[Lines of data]
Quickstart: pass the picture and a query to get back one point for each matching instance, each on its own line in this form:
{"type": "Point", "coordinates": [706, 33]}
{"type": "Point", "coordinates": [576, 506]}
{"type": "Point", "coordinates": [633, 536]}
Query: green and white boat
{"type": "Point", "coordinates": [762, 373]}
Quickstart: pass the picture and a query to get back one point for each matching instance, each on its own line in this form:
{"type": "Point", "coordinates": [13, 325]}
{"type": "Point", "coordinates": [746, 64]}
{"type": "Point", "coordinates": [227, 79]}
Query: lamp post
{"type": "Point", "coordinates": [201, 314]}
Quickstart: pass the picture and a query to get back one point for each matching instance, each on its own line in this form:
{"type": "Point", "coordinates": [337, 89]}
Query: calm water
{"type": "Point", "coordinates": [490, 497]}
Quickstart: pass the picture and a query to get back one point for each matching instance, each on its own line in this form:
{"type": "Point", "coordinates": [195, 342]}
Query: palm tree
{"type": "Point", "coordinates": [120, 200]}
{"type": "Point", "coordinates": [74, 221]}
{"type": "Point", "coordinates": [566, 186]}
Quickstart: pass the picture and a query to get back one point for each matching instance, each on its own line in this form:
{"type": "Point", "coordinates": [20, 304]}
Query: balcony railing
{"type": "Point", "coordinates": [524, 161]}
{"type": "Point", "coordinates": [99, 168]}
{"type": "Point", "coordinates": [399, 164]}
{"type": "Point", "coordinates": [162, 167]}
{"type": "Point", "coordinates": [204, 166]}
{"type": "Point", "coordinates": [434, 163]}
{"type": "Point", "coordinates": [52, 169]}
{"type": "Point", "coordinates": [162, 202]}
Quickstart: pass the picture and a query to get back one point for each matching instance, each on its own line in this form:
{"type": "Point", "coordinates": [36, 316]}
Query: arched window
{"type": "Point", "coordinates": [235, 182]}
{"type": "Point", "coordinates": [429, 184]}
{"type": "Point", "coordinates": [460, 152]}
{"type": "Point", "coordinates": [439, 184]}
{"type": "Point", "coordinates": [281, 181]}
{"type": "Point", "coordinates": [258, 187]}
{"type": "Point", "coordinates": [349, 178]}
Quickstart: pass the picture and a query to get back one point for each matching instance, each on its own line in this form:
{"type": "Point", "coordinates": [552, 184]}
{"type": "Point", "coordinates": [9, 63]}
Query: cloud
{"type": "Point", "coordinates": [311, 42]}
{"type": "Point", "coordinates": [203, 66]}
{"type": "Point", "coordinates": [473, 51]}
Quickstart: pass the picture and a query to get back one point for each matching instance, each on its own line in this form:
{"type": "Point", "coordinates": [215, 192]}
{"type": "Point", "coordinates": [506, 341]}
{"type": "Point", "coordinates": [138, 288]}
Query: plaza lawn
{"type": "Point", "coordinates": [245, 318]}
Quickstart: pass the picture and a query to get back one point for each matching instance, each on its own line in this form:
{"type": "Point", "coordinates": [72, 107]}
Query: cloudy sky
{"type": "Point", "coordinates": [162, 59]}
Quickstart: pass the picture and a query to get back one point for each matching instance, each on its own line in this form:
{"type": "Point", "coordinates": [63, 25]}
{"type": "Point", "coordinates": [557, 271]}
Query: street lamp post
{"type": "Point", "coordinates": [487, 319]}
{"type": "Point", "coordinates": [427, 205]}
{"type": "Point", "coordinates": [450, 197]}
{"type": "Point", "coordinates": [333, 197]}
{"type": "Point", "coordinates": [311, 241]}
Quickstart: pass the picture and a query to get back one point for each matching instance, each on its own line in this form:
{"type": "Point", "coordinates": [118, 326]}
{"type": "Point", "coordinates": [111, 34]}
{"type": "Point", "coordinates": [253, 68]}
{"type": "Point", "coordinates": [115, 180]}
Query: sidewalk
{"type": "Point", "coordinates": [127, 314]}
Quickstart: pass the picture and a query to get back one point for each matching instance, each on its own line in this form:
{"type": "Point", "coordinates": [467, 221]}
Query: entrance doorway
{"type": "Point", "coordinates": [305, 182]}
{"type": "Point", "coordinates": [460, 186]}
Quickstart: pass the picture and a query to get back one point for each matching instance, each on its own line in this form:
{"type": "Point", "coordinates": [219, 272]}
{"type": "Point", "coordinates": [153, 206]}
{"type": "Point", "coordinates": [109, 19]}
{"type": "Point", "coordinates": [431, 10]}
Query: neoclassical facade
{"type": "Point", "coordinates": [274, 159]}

Given problem
Return the whole listing exactly, with every line included.

Correct response
Quickstart: pass the picture and a query to get back one point for each matching instance, each on its own line in this form:
{"type": "Point", "coordinates": [706, 33]}
{"type": "Point", "coordinates": [576, 506]}
{"type": "Point", "coordinates": [633, 536]}
Query: green and white boat
{"type": "Point", "coordinates": [762, 373]}
Quickstart: pass the picture and a query to get back one point for each matching instance, each on its own line in this form:
{"type": "Point", "coordinates": [13, 325]}
{"type": "Point", "coordinates": [746, 64]}
{"type": "Point", "coordinates": [227, 79]}
Query: lamp post
{"type": "Point", "coordinates": [201, 314]}
Quickstart: pass the picture and a query to get back one point for each matching instance, each on its own line in this form:
{"type": "Point", "coordinates": [337, 89]}
Query: calm water
{"type": "Point", "coordinates": [490, 497]}
Quickstart: pass the picture and a query to get back one point for each matching instance, each on its own line in this form:
{"type": "Point", "coordinates": [195, 342]}
Query: palm tree
{"type": "Point", "coordinates": [120, 200]}
{"type": "Point", "coordinates": [74, 221]}
{"type": "Point", "coordinates": [566, 186]}
Quickstart: pass the picture and a query to get back one point for each matching instance, each on its own line in this form:
{"type": "Point", "coordinates": [20, 304]}
Query: balcony railing
{"type": "Point", "coordinates": [524, 161]}
{"type": "Point", "coordinates": [99, 168]}
{"type": "Point", "coordinates": [399, 164]}
{"type": "Point", "coordinates": [162, 167]}
{"type": "Point", "coordinates": [204, 166]}
{"type": "Point", "coordinates": [434, 163]}
{"type": "Point", "coordinates": [52, 169]}
{"type": "Point", "coordinates": [162, 202]}
Quickstart: pass the picture and a query to get back one point for each matching instance, each on its own line in this form:
{"type": "Point", "coordinates": [36, 316]}
Query: arched window
{"type": "Point", "coordinates": [235, 182]}
{"type": "Point", "coordinates": [429, 184]}
{"type": "Point", "coordinates": [460, 152]}
{"type": "Point", "coordinates": [439, 184]}
{"type": "Point", "coordinates": [281, 181]}
{"type": "Point", "coordinates": [258, 187]}
{"type": "Point", "coordinates": [349, 178]}
Quickstart: pass the picture and a query to get back one point for each matching instance, each on its own line in this form:
{"type": "Point", "coordinates": [552, 184]}
{"type": "Point", "coordinates": [9, 63]}
Query: cloud
{"type": "Point", "coordinates": [311, 42]}
{"type": "Point", "coordinates": [203, 66]}
{"type": "Point", "coordinates": [473, 51]}
Quickstart: pass the picture and a query to get back one point for each matching instance, each on its own line in this form:
{"type": "Point", "coordinates": [215, 192]}
{"type": "Point", "coordinates": [506, 341]}
{"type": "Point", "coordinates": [138, 288]}
Query: plaza lawn
{"type": "Point", "coordinates": [245, 318]}
Quickstart: pass the picture and a query to get back one point for each matching instance, each on its own line in this form:
{"type": "Point", "coordinates": [72, 107]}
Query: cloudy sky
{"type": "Point", "coordinates": [162, 59]}
Quickstart: pass the picture and a query to get back one point for each matching instance, each on its own line in this form:
{"type": "Point", "coordinates": [63, 25]}
{"type": "Point", "coordinates": [557, 271]}
Query: street lamp post
{"type": "Point", "coordinates": [487, 319]}
{"type": "Point", "coordinates": [427, 205]}
{"type": "Point", "coordinates": [450, 197]}
{"type": "Point", "coordinates": [333, 197]}
{"type": "Point", "coordinates": [311, 241]}
Quickstart: pass the picture and a query to get back one point for each matching instance, each on its own line in this form:
{"type": "Point", "coordinates": [118, 326]}
{"type": "Point", "coordinates": [111, 34]}
{"type": "Point", "coordinates": [253, 68]}
{"type": "Point", "coordinates": [115, 180]}
Query: sidewalk
{"type": "Point", "coordinates": [127, 314]}
Quickstart: pass the picture and a query to get back one point for each matching instance, each on its own line in this form:
{"type": "Point", "coordinates": [467, 221]}
Query: entrance doorway
{"type": "Point", "coordinates": [305, 182]}
{"type": "Point", "coordinates": [460, 186]}
Quickstart: pass the picture and a query to get back one point for each matching instance, each on its own line in this form:
{"type": "Point", "coordinates": [219, 272]}
{"type": "Point", "coordinates": [153, 206]}
{"type": "Point", "coordinates": [109, 19]}
{"type": "Point", "coordinates": [431, 10]}
Query: neoclassical facade
{"type": "Point", "coordinates": [274, 159]}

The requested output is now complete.